• **What the task asks**: Below is a block of records: output all of them exactly and leave out the pictures.

(Records)

------

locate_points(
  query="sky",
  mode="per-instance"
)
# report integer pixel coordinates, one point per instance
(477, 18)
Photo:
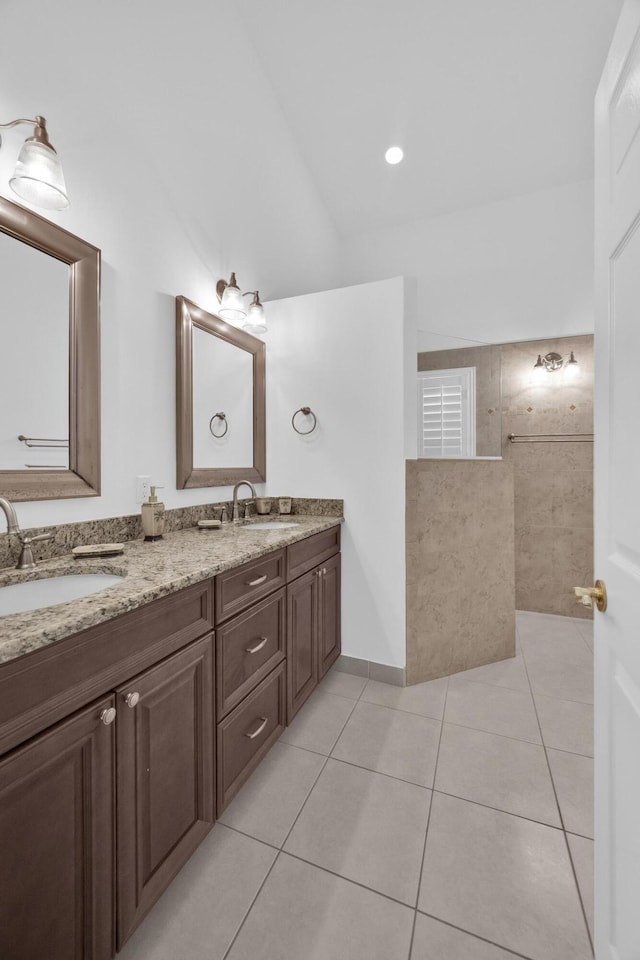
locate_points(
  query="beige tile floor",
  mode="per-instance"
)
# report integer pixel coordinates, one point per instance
(446, 821)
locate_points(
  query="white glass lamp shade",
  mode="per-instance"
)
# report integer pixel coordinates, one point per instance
(255, 322)
(38, 177)
(232, 306)
(571, 366)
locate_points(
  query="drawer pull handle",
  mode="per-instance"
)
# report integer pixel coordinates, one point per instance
(258, 645)
(256, 733)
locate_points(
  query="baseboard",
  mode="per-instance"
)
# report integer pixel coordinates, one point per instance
(372, 670)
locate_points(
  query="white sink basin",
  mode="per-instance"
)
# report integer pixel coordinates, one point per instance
(270, 525)
(49, 592)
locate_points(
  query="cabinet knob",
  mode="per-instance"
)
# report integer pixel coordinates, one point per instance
(257, 581)
(259, 728)
(258, 646)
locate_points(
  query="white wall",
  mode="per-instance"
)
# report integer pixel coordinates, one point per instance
(516, 270)
(342, 353)
(180, 168)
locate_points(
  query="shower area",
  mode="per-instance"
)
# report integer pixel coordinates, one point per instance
(500, 497)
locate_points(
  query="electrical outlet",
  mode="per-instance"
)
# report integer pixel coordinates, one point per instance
(143, 488)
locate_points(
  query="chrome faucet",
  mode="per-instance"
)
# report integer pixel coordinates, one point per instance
(10, 513)
(26, 561)
(236, 511)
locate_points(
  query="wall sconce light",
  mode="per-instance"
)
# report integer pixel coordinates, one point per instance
(38, 176)
(554, 361)
(232, 306)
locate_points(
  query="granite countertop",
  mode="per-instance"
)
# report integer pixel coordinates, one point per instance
(150, 570)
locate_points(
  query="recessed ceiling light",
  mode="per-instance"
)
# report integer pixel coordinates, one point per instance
(394, 155)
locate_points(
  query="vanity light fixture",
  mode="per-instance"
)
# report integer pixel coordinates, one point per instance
(554, 361)
(232, 306)
(38, 176)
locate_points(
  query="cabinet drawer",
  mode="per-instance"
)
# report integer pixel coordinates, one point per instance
(247, 649)
(238, 588)
(247, 734)
(308, 553)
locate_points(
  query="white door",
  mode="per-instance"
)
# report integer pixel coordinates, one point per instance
(617, 499)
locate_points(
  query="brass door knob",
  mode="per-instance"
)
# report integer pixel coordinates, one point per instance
(587, 595)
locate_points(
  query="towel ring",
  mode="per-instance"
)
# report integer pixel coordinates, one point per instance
(219, 416)
(307, 411)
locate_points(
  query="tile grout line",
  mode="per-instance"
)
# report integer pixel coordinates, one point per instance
(280, 851)
(476, 936)
(250, 908)
(426, 832)
(356, 883)
(564, 830)
(320, 772)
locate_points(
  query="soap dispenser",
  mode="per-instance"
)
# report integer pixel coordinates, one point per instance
(153, 517)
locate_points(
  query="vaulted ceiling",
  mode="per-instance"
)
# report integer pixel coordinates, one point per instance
(489, 98)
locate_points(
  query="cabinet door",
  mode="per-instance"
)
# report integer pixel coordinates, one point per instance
(56, 830)
(329, 615)
(165, 776)
(302, 632)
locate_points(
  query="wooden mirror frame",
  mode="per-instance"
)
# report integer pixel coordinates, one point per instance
(188, 316)
(82, 479)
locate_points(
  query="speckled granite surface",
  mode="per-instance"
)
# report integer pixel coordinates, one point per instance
(123, 529)
(150, 570)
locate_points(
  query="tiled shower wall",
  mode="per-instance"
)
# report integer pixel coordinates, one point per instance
(553, 482)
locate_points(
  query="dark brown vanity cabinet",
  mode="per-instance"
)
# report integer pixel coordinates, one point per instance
(250, 668)
(313, 615)
(120, 745)
(137, 764)
(56, 841)
(165, 776)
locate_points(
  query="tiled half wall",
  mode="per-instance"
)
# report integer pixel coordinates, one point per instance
(460, 565)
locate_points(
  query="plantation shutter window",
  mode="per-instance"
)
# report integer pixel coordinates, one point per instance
(446, 413)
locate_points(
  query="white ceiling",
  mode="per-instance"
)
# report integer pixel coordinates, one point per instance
(489, 98)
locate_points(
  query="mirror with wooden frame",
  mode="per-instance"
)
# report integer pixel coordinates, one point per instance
(50, 334)
(220, 400)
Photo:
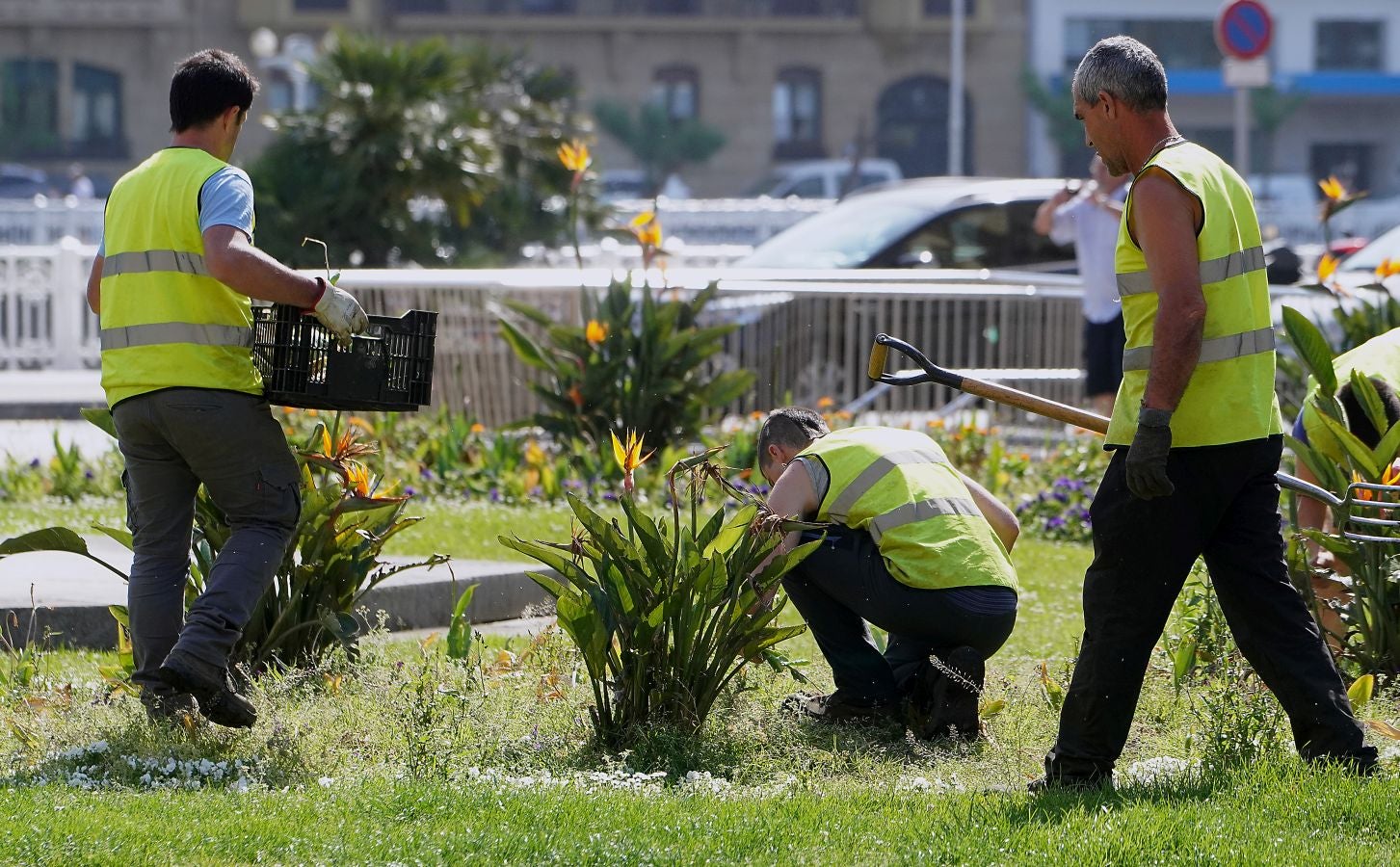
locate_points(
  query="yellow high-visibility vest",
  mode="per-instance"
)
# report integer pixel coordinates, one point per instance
(1377, 357)
(899, 486)
(166, 323)
(1230, 394)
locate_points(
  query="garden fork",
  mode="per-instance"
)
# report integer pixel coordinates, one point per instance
(1369, 512)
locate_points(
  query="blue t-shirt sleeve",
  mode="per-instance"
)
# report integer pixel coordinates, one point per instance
(225, 199)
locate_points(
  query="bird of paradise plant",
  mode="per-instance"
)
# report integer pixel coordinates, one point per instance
(1335, 199)
(667, 616)
(574, 157)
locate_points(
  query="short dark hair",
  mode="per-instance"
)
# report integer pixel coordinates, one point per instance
(1124, 67)
(790, 426)
(206, 86)
(1359, 420)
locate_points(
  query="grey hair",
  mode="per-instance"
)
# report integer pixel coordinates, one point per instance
(793, 428)
(1124, 67)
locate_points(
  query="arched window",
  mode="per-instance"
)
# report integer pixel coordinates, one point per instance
(676, 89)
(797, 114)
(28, 107)
(96, 111)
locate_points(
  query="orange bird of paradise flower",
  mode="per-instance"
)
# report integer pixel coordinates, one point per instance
(629, 457)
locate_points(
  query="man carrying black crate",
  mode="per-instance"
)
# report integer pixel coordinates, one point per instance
(172, 284)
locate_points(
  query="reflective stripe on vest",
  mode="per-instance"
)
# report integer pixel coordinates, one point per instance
(1213, 271)
(840, 508)
(1215, 349)
(923, 510)
(898, 486)
(175, 332)
(147, 261)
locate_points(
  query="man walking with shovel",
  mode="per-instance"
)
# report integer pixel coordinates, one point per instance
(1196, 435)
(172, 283)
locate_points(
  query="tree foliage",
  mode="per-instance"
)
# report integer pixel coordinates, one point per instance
(660, 144)
(422, 151)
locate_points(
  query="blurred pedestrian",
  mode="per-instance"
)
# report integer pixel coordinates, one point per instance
(1088, 218)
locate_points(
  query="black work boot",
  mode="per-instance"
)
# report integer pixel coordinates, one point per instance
(169, 707)
(837, 707)
(942, 699)
(210, 687)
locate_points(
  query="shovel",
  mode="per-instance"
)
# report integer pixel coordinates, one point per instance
(1368, 512)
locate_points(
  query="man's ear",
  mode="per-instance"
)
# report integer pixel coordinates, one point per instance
(1108, 104)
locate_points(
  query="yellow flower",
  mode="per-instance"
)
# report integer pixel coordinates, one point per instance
(646, 227)
(357, 478)
(1326, 266)
(574, 156)
(1333, 190)
(629, 457)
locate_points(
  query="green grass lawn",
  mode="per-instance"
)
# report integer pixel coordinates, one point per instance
(408, 756)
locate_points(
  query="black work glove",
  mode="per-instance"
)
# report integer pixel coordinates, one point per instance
(1147, 456)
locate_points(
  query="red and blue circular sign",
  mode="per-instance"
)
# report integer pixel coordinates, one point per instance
(1243, 30)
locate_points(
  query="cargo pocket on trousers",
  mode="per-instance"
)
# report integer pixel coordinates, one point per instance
(278, 486)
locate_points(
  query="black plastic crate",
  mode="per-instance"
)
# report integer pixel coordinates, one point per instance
(388, 367)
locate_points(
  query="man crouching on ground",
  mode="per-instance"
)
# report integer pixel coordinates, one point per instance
(917, 549)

------

• **Complete output**:
locate_points(
  query="sky",
  mode="per-instance"
)
# report integer pixel coordinates, one point per instance
(477, 18)
Photo:
locate_points(
  query="beige tile floor",
  mode="per-instance"
)
# report integer pixel coordinates, one point per instance
(446, 821)
locate_points(
  query="white glass lamp shade",
  mode="per-instance"
)
# report integer pixel coordinates, one point per instance
(255, 322)
(38, 177)
(232, 306)
(571, 366)
locate_points(
  query="drawer pull handle",
  mode="per-instance"
)
# report integer pixel coordinates, one point per instance
(258, 645)
(256, 733)
locate_points(
  query="baseboard",
  mode="per-instance"
)
# report integer pixel coordinates, one point per instance
(372, 670)
locate_points(
  query="white sink basin",
  mode="per-instance"
)
# report integer pixel coordinates, one point per instance
(270, 525)
(49, 592)
locate_points(
  query="cabinet knob",
  mode="per-instance"
)
# report integer pixel coordinates, one point per instance
(257, 581)
(259, 728)
(258, 646)
locate_points(
  query="white wall",
  mode="per-instance"
)
# report integer pixel coordinates, one point per instance
(516, 270)
(342, 353)
(180, 168)
locate_points(
  query="shower area",
  mode="per-instance"
)
# report integer pixel coordinates, one point per instance
(500, 497)
locate_points(
  query="electrical outlet",
  mode="per-instance"
)
# report integer pixel coordinates, one point per instance
(143, 488)
locate_points(
  query="chrome faucet",
  mode="per-instance"
)
# report integer pixel coordinates, one point per instance
(10, 513)
(26, 561)
(236, 511)
locate_points(
  query="wall sconce light",
  mode="per-instance"
)
# report integer pixel coordinates, one point per instance
(38, 176)
(554, 361)
(232, 306)
locate_points(
  query="granite countertop",
  mode="per-instance"
)
# report integer pixel coordinates, one point per instance
(150, 570)
locate_points(
  query="recessed ceiling light",
  mode="per-instance"
)
# report integer pixel coordinates, one point per instance
(394, 155)
locate_points(
  query="vanity light fixture",
  mode="per-instance"
)
# report integer pixel coordinates, one point per instance
(554, 361)
(232, 306)
(38, 176)
locate_points(
  query="cabinet drawer",
  mode="per-instance"
)
# report integer pixel coordinates, one point per instance
(247, 649)
(238, 588)
(247, 734)
(308, 553)
locate_points(
  query="white door",
  mode="per-instance"
)
# report integer pixel coordinates, one point per instance
(617, 499)
locate_points(
  query="brass door knob",
  mode="per-instance"
)
# report integer pixel coordinates, one point per instance
(587, 595)
locate_points(
  query="towel ring",
  mode="per-instance"
)
# report integer pixel coordinates, one point per instance
(219, 416)
(307, 411)
locate_points(
  query="tile grout line",
  mode="per-instance"
)
# report integer pixel coordinates, one point per instance
(280, 851)
(476, 936)
(250, 908)
(426, 832)
(356, 883)
(564, 830)
(320, 772)
locate_points(
  query="soap dispenser",
  mode="per-instance"
)
# report integer pixel coordinates, one point per instance
(153, 517)
locate_points(
  query="vaulted ceiling",
  mode="per-instance"
)
# report integer pixel coordinates, one point per instance
(489, 98)
locate_points(
  query="cabinet door",
  mode="per-instance"
)
# report integer pixel coordinates, one point per instance
(56, 830)
(329, 615)
(165, 776)
(302, 632)
locate_points(
  query="wooden mirror frame",
  mode="per-instance"
)
# report integer pixel coordinates, one point per instance
(188, 316)
(82, 479)
locate_points(
  query="speckled granite surface",
  mode="per-instance"
)
# report integer pixel coordinates, one point per instance
(123, 529)
(150, 570)
locate_points(
  query="tiled shower wall",
  mode="per-instance"
)
# report integer pixel coordinates, one point per instance
(553, 482)
locate_points(
  query="dark brown vanity cabinet",
  mode="per-instance"
)
# report integer pixel coordinates, one point per instance
(250, 668)
(313, 615)
(120, 745)
(137, 764)
(56, 841)
(165, 776)
locate_points(
  query="tiled half wall",
  mode="per-instance"
)
# report integer pixel coordinates, one point per instance
(460, 565)
locate_points(
  query="plantation shutter window",
  mode="per-instance"
)
# report integer pixel coordinates, one point per instance
(446, 413)
locate_points(
  query="white ceiling",
  mode="per-instance"
)
# report integer pixel coordinates, one point per instance
(489, 98)
locate_points(
  query="mirror with wooden frame",
  mode="per-instance"
)
# report integer pixel coordinates, one point per instance
(50, 334)
(220, 400)
Photo:
locate_points(
  query="yellow high-visibility vest",
  mode="per-instance"
)
# report integer pixel coordinates, one point per instance
(1377, 357)
(899, 486)
(166, 323)
(1230, 394)
locate_points(
  query="garden fork",
  mode="per-instance"
)
# report integer pixel coordinates, one point per instance
(1369, 512)
locate_points(
  query="blue t-shirt sleeve",
  mode="per-instance"
)
# report integer pixel coordinates, one point per instance
(225, 199)
locate_points(
  query="bird of paradise plant",
  mode="per-instance"
)
# report integer pixel coordinates, one point per instance
(1335, 199)
(667, 616)
(574, 157)
locate_points(
  query="short dark hair",
  mode="per-instance"
)
# report integer pixel coordinates, one point per instance
(1124, 67)
(790, 426)
(206, 86)
(1359, 420)
locate_points(
  query="grey hair",
  mode="per-instance"
)
# report integer pixel coordinates, one point per instance
(793, 428)
(1124, 67)
locate_points(
  query="arched window",
  mode="per-instance"
)
# report integer pixel coordinates, one point per instance
(676, 89)
(797, 114)
(28, 107)
(96, 111)
locate_points(
  query="orange bird of paradise flower",
  mode="per-instance"
)
# report integer pixel coordinates, one point per instance
(629, 457)
locate_points(
  query="man carrying black crate",
  mode="per-instance"
)
# report integer pixel coordinates, one point per instance
(172, 284)
locate_points(
  query="reflective stripe on vest",
  mode="per-instance"
)
# report integer pixel coordinates, one point per instance
(1213, 271)
(840, 508)
(1215, 349)
(923, 510)
(898, 486)
(175, 332)
(147, 261)
locate_points(
  query="man walking with shovel",
  mode="per-instance"
)
# report integer pixel coordinates, one point per instance
(1196, 435)
(172, 283)
locate_points(
  query="tree foliage",
  mode="per-instance"
)
# report integer pixel coordinates, one point per instance
(660, 144)
(422, 151)
locate_points(
  query="blurred pedestrian",
  mode="per-instance"
)
# report integer pixel coordinates, one point per instance
(1088, 218)
locate_points(
  query="black work boot",
  mode="per-instance"
)
# report integer pixel coordinates, one point per instance
(169, 707)
(837, 707)
(942, 699)
(210, 687)
locate_points(
  query="shovel",
  mode="per-instance"
)
# report integer pixel coordinates, one point per instance
(1368, 512)
locate_points(
  query="man's ear",
  mode="per-instance"
)
# report integer pixel coordinates, one point per instance
(1108, 104)
locate_points(
  query="yellow flower",
  mode="per-instance"
)
# report integer pixel coordinates, one point per instance
(646, 227)
(357, 478)
(1326, 266)
(574, 156)
(1333, 190)
(629, 457)
locate_points(
  query="green grass lawn",
  mode="per-instance"
)
# report integer pixel coordinates, one point per instance
(408, 756)
locate_points(
  query="black work glove",
  mode="per-instance"
)
# report integer pixel coordinates, one point per instance
(1147, 456)
locate_points(
  query="red and blue circular sign",
  mode="per-instance"
)
# report integer pixel coordinates, one point per instance
(1243, 30)
locate_points(
  query="cargo pocket on trousers",
  mode="per-instance"
)
# report integer pixel coordinates, one point per instance
(278, 486)
locate_points(
  query="black plastic crate",
  mode="per-instance"
)
# report integer pixel coordinates, one point per instance
(388, 367)
locate_points(
  query="man crouching on ground",
  mode="per-instance"
)
# report integer pixel coordinates, one point per instance
(917, 549)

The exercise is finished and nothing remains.